Task to complete: Collect every line of the records below that contains the string "banner", and copy each one unchanged.

Records to use:

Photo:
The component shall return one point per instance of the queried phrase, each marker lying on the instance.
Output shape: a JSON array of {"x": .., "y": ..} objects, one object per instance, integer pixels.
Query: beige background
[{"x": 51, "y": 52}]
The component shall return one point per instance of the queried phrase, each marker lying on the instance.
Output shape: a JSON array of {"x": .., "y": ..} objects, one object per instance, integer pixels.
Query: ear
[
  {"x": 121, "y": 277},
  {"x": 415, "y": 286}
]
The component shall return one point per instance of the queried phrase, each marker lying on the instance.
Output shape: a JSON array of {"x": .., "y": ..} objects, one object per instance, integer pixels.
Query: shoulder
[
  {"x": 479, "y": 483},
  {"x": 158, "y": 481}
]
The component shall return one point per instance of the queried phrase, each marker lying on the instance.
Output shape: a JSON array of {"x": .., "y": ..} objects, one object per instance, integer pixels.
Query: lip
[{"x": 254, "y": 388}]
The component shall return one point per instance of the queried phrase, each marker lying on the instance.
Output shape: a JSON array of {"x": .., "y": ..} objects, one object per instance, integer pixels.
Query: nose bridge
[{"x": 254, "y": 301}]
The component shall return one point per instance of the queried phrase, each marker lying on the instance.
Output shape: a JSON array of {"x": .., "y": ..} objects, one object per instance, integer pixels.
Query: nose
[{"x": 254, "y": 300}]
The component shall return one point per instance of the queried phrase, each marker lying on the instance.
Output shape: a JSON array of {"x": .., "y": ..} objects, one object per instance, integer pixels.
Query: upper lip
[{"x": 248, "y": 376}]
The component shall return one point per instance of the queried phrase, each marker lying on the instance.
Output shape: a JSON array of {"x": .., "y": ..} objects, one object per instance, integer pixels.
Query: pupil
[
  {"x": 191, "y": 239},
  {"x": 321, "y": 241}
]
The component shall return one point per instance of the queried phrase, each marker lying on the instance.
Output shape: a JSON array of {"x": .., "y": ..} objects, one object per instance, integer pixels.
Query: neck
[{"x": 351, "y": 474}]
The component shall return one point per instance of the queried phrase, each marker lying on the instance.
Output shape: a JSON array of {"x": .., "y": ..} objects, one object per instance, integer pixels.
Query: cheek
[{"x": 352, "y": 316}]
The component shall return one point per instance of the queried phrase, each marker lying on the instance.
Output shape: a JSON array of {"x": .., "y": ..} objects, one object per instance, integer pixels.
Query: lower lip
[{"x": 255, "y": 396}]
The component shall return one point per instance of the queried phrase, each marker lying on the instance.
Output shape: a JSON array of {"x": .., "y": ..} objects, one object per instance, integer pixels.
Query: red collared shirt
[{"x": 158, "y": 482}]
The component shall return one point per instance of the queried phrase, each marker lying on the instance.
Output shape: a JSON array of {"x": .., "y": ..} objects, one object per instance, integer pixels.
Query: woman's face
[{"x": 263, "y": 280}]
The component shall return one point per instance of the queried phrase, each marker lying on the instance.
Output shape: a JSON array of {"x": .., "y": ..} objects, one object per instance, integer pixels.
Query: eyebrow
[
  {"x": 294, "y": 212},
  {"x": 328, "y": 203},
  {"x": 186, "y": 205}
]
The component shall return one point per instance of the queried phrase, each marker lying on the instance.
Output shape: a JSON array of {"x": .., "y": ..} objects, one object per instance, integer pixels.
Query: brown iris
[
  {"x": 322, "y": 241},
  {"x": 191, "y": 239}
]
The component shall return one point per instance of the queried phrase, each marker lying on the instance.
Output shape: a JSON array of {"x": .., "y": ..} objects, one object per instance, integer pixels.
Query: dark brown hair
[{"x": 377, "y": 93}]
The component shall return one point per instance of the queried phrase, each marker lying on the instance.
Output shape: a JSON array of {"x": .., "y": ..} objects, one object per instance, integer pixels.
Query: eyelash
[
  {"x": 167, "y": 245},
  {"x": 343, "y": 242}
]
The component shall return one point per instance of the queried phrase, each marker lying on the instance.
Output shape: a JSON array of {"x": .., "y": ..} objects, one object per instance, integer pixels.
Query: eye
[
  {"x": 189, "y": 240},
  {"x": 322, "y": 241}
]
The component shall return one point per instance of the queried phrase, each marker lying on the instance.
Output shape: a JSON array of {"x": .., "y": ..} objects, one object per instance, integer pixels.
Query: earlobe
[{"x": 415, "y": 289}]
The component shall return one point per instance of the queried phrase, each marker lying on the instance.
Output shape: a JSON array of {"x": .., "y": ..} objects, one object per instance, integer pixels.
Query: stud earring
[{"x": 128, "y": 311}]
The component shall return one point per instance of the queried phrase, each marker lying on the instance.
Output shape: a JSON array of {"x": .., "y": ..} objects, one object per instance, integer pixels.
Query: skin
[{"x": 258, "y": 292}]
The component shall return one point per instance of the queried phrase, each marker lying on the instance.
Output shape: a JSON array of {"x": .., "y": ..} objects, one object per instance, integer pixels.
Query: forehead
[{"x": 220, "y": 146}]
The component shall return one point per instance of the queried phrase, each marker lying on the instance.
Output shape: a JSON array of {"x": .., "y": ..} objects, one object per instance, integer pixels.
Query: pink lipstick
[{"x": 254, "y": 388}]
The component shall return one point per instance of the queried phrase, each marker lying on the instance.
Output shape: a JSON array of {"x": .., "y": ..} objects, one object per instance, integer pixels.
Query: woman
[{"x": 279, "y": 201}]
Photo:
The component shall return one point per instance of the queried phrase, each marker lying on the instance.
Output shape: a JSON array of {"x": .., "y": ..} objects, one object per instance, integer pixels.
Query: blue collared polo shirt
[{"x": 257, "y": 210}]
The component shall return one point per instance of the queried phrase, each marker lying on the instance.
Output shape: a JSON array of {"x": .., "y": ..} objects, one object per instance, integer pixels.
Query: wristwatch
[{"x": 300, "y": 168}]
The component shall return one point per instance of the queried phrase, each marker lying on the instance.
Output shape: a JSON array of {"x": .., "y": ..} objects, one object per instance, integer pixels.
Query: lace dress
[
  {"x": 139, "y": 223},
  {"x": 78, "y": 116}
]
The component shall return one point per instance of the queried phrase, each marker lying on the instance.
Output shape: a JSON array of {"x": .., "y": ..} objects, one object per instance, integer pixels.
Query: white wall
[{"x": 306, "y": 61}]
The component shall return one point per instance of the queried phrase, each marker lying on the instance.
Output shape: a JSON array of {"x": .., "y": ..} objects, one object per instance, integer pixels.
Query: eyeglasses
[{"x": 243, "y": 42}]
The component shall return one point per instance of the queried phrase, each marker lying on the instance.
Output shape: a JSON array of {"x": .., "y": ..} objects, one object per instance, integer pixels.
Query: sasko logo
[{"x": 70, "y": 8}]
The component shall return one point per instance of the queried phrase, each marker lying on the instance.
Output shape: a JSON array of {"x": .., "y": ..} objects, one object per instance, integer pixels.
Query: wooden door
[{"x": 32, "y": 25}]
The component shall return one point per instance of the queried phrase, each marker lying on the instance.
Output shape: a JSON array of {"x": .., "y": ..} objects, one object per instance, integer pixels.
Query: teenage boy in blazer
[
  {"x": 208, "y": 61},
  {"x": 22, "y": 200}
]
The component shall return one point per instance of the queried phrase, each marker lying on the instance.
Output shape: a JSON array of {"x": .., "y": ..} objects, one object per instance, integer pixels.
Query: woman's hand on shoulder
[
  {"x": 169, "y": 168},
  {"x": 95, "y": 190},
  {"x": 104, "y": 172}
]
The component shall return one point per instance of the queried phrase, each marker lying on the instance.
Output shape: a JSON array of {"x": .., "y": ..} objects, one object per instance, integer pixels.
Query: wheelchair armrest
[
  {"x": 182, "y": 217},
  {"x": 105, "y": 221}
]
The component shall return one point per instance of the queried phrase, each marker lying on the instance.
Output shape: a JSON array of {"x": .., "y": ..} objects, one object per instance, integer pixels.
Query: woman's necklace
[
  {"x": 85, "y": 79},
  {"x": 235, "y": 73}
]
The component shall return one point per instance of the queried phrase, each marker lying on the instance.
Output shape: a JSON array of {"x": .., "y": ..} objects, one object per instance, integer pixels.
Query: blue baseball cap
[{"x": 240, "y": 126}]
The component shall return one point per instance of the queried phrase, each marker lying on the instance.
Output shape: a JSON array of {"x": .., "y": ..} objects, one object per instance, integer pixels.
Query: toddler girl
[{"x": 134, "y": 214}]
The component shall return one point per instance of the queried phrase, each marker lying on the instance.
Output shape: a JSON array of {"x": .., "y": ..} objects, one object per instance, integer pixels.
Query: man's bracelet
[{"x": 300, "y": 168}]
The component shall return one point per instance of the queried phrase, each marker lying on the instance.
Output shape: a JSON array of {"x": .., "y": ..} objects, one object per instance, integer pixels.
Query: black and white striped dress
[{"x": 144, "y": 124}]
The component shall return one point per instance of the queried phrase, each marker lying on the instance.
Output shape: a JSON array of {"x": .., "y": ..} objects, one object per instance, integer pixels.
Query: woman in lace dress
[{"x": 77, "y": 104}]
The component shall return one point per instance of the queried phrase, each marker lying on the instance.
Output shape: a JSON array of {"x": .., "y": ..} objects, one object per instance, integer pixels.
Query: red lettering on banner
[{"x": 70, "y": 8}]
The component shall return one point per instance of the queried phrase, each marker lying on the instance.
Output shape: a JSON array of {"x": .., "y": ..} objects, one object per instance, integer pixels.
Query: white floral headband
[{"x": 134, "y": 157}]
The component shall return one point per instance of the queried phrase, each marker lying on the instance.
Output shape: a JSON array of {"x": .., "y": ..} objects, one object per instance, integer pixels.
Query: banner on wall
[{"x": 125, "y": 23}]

Reply to the task:
Query: red lettering on banner
Query: banner on wall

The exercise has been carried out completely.